======== DATA PROVIDED

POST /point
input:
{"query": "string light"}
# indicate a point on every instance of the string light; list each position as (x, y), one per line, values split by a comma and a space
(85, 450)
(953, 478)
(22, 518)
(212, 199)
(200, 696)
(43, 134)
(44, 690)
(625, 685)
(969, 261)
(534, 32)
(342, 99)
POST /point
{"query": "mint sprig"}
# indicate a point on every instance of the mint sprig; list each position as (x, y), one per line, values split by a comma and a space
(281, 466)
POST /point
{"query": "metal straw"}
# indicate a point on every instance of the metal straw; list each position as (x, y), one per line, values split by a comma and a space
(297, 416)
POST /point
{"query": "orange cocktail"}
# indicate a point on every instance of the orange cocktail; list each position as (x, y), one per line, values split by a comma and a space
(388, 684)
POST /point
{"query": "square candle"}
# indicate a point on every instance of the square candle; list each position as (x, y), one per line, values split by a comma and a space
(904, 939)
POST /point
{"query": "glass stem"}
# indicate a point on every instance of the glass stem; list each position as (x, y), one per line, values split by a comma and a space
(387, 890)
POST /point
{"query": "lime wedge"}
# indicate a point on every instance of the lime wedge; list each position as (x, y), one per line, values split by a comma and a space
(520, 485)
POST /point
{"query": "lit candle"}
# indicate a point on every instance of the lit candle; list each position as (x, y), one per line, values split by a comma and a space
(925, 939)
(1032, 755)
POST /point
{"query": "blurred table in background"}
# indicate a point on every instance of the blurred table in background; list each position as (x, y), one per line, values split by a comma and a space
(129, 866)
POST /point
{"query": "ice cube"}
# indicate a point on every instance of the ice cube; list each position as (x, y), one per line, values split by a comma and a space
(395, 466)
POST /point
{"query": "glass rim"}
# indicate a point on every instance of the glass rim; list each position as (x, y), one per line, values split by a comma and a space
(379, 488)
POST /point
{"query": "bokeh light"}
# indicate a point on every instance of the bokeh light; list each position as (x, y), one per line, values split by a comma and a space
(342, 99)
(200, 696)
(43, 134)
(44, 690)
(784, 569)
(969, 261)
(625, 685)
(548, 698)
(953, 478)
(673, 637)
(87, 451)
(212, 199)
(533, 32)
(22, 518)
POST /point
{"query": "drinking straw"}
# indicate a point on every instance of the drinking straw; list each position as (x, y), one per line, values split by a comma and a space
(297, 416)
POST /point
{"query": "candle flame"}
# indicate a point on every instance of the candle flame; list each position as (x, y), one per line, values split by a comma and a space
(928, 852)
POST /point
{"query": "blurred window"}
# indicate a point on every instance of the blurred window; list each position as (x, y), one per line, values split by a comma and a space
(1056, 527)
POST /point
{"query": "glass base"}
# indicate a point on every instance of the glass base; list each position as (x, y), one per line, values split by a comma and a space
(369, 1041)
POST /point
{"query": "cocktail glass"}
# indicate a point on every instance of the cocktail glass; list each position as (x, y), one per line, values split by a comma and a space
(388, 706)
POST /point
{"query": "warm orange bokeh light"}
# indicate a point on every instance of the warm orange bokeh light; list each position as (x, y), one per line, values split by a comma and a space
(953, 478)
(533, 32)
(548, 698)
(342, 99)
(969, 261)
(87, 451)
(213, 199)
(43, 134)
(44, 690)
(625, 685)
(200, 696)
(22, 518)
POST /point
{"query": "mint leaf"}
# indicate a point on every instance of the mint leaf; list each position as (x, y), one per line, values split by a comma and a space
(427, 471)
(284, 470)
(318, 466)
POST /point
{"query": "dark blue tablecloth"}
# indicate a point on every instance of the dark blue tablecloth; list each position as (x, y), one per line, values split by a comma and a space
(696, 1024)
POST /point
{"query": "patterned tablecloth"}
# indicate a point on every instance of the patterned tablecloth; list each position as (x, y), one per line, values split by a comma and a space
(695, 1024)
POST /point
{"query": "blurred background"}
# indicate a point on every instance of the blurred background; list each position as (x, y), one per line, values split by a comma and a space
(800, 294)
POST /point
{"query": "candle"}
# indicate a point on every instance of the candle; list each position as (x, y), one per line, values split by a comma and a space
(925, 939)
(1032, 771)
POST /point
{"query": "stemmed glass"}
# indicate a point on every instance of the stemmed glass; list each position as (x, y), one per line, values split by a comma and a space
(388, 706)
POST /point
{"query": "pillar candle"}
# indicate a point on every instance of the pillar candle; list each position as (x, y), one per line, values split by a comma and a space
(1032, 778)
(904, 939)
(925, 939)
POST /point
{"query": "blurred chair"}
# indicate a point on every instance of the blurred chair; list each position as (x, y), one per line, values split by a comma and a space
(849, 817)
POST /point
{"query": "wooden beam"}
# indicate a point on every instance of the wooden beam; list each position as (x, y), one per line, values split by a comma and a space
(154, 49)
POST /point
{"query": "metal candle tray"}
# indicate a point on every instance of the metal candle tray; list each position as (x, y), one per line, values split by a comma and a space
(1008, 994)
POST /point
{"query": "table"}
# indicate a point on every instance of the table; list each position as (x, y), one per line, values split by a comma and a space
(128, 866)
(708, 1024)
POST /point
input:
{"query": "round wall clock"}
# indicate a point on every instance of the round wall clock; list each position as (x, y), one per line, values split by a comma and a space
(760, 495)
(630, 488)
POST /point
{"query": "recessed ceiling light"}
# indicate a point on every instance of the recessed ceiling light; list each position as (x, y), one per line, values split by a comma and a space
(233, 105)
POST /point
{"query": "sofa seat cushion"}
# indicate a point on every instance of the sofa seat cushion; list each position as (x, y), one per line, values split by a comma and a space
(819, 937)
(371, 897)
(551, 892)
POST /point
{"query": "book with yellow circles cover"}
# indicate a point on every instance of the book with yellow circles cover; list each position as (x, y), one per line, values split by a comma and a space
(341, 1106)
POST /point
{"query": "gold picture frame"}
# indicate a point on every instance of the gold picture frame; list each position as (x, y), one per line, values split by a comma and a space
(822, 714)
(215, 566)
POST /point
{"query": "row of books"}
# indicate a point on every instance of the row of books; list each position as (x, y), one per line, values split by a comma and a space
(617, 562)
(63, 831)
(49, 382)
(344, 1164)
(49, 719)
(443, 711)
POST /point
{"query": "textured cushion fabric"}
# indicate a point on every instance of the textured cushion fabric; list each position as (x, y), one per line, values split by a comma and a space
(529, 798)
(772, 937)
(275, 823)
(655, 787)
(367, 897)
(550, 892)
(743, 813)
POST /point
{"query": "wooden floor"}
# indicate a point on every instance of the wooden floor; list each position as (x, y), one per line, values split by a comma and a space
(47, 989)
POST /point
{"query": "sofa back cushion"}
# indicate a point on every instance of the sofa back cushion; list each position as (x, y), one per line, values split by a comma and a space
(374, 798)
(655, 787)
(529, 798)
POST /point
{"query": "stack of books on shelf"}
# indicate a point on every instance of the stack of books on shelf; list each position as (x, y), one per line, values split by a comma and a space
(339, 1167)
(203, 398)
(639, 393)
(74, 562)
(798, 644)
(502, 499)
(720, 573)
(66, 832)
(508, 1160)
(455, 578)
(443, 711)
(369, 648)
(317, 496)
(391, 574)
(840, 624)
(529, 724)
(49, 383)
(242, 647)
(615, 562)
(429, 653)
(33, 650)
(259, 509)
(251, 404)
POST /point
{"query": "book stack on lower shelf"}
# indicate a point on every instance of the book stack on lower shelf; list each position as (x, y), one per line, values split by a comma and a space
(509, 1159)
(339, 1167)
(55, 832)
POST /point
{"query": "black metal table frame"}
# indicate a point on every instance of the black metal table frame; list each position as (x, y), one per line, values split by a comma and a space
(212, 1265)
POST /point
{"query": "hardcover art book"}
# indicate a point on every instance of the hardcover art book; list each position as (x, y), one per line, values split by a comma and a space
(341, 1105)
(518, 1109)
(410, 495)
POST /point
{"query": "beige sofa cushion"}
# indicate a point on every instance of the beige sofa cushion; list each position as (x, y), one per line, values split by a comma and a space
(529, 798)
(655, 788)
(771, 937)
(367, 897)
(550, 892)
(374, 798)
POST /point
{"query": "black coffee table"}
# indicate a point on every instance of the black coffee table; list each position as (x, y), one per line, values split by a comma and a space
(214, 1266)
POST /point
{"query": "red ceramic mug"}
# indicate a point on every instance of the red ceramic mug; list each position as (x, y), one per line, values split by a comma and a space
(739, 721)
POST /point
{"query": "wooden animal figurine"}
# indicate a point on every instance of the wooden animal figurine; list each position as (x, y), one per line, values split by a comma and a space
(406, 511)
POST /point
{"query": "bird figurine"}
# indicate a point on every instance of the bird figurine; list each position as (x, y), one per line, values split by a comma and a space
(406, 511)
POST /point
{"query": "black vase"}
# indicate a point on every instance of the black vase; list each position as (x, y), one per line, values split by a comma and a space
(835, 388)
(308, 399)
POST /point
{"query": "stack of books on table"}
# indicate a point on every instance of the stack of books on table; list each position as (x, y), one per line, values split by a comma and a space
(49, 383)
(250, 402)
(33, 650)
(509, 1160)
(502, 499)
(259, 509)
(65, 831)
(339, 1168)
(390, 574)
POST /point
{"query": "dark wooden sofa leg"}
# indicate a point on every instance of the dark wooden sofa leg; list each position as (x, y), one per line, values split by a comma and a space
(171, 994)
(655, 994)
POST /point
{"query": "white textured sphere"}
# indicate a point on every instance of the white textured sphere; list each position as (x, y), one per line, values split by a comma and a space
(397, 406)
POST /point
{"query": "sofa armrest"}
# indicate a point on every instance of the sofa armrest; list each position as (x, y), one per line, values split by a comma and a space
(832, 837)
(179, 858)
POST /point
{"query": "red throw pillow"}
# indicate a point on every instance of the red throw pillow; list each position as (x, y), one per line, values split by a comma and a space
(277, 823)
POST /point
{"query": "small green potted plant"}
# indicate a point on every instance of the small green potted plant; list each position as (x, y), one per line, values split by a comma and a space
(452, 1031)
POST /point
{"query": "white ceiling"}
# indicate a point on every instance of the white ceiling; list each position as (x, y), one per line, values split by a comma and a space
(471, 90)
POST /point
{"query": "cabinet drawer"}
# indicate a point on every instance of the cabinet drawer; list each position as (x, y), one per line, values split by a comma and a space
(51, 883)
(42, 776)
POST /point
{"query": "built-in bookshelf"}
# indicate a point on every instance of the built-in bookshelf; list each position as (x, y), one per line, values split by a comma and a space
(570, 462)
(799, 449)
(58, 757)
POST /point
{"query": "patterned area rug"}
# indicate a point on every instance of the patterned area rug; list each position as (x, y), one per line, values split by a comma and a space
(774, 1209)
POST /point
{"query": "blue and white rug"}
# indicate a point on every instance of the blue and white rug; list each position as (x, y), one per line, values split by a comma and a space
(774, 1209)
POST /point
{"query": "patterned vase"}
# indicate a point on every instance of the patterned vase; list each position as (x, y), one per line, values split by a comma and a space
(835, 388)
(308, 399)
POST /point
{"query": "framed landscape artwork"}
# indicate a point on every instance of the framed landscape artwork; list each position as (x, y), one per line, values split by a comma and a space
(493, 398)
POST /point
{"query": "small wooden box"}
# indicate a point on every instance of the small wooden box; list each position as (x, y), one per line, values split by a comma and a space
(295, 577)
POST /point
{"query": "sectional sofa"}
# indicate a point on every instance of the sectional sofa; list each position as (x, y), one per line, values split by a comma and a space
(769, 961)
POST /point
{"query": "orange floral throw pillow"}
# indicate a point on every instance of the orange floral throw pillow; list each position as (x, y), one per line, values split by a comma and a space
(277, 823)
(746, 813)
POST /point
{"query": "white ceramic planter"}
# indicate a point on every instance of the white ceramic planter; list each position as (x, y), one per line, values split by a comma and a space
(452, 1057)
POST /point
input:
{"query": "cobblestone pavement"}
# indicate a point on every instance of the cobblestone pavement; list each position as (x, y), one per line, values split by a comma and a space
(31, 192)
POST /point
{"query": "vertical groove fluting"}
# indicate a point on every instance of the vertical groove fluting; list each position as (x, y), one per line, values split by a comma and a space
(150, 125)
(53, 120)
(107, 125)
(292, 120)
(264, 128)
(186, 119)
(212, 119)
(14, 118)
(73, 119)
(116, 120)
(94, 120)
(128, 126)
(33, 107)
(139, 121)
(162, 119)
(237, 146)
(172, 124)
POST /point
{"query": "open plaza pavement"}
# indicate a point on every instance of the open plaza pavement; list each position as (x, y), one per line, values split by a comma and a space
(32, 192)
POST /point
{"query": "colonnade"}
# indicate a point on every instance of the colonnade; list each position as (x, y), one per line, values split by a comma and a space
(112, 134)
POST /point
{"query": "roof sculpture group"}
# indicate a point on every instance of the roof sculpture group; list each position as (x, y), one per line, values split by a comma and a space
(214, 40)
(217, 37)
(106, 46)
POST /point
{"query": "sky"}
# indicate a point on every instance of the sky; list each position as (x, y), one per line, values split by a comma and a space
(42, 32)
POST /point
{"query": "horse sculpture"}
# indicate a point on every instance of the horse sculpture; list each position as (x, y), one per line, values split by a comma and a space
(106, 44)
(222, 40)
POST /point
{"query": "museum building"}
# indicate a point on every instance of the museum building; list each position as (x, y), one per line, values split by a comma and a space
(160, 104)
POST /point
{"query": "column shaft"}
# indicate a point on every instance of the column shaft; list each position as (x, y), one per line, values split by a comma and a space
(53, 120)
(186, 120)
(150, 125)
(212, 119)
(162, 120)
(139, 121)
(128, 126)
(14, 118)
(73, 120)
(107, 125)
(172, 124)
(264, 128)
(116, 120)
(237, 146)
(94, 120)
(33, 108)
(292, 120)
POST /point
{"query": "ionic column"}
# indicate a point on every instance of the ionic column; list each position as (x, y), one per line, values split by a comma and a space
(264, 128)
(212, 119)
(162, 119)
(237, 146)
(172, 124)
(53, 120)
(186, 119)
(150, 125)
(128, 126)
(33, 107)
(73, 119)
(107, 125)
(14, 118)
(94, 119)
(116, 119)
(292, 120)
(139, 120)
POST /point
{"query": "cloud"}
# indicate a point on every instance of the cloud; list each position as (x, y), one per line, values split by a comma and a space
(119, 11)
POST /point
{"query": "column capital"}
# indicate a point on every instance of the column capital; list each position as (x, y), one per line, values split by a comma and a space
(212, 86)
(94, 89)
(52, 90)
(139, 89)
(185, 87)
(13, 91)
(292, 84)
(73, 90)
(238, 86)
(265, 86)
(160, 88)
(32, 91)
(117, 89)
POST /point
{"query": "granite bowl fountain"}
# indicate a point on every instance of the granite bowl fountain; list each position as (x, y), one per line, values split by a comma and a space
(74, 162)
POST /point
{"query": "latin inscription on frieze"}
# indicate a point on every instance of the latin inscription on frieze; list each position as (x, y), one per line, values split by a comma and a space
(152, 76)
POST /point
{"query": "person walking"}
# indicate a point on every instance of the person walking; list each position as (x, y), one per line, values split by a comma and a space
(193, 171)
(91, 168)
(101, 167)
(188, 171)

================

TASK PROMPT:
Report how many lines of the listing above contain the string "built". Give only the number.

ANSWER IN FULL:
2